> PROMPT
Repeat the listing below in full, keeping each word as given.

> MATERIALS PROVIDED
• • • •
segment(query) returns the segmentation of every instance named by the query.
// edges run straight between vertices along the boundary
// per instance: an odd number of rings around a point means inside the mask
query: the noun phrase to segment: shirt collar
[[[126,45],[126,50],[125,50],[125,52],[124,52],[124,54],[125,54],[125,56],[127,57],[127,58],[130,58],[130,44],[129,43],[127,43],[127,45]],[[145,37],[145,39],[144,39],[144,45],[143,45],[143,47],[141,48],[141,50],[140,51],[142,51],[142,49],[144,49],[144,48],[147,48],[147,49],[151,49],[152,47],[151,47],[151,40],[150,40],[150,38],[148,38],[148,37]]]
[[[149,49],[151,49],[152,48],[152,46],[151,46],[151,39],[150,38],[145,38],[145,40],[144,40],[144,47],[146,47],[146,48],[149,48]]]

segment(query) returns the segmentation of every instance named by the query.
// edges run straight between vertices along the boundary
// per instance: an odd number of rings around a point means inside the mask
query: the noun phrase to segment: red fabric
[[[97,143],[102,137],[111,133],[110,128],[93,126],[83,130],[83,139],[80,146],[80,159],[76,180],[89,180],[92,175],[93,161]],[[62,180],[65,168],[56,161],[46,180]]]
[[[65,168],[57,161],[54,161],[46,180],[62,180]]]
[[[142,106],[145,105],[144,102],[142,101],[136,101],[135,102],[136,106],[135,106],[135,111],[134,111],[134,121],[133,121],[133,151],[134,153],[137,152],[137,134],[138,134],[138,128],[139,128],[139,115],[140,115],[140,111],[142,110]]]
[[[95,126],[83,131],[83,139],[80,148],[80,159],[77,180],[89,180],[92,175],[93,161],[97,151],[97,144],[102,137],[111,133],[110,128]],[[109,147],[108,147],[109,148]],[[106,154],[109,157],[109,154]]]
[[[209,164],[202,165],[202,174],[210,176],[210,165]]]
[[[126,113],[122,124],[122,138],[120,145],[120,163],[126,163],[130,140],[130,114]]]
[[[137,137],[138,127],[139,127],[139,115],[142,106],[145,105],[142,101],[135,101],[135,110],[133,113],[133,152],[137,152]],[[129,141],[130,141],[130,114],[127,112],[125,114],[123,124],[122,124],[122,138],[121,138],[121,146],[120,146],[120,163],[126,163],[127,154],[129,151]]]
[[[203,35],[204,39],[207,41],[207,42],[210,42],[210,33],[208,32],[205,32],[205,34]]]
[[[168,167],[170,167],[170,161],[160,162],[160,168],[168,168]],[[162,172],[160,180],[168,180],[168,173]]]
• • • •
> OUTPUT OF THE EXERCISE
segment(query) returns the segmentation of every instance named by the query.
// edges run straight between vertices along the boundary
// per instance: an odd number of rings around a point means inside the mask
query: the noun phrase to segment: shirt collar
[[[126,45],[126,50],[125,50],[125,52],[124,52],[124,54],[125,54],[125,56],[127,57],[127,58],[130,58],[130,44],[129,43],[127,43],[127,45]],[[145,37],[145,39],[144,39],[144,45],[143,45],[143,47],[141,48],[141,50],[140,51],[142,51],[142,49],[144,49],[144,48],[147,48],[147,49],[151,49],[152,47],[151,47],[151,40],[150,40],[150,38],[148,38],[148,37]]]
[[[149,49],[151,49],[152,48],[152,46],[151,46],[151,39],[150,38],[145,38],[145,40],[144,40],[144,47],[146,47],[146,48],[149,48]]]

segment(query) returns the segmentation of every instance named by the query.
// edges run straight between vertices along the boundary
// per instance: an odd number of rings around a point means inside the mask
query: the noun phrase to segment: red fabric
[[[97,143],[102,137],[111,133],[110,128],[93,126],[83,130],[83,139],[80,146],[80,159],[76,180],[89,180],[92,175],[93,161]],[[62,180],[65,168],[56,161],[46,180]]]
[[[65,168],[57,161],[54,161],[46,180],[62,180]]]
[[[142,106],[145,105],[144,102],[142,101],[136,101],[135,102],[136,106],[135,106],[135,111],[134,111],[134,121],[133,121],[133,151],[134,153],[137,152],[137,134],[138,134],[138,128],[139,128],[139,115],[140,115],[140,111],[142,110]]]
[[[95,126],[83,131],[83,139],[80,148],[80,159],[77,180],[89,180],[92,175],[93,161],[97,151],[97,144],[102,137],[111,133],[110,128]],[[109,147],[108,147],[109,148]],[[106,154],[109,157],[109,154]]]
[[[209,164],[202,165],[202,174],[210,176],[210,165]]]
[[[126,113],[122,124],[122,138],[120,145],[120,163],[126,163],[130,140],[130,114]]]
[[[137,137],[138,127],[139,127],[139,115],[142,106],[145,105],[142,101],[135,101],[135,110],[133,113],[133,152],[137,152]],[[129,141],[130,141],[130,114],[127,112],[125,114],[123,124],[122,124],[122,138],[121,138],[121,146],[120,146],[120,163],[126,163],[127,154],[129,151]]]
[[[203,35],[204,39],[207,41],[207,42],[210,42],[210,33],[208,32],[205,32],[205,34]]]
[[[168,167],[170,167],[170,161],[160,162],[160,168],[168,168]],[[162,172],[160,180],[168,180],[168,173]]]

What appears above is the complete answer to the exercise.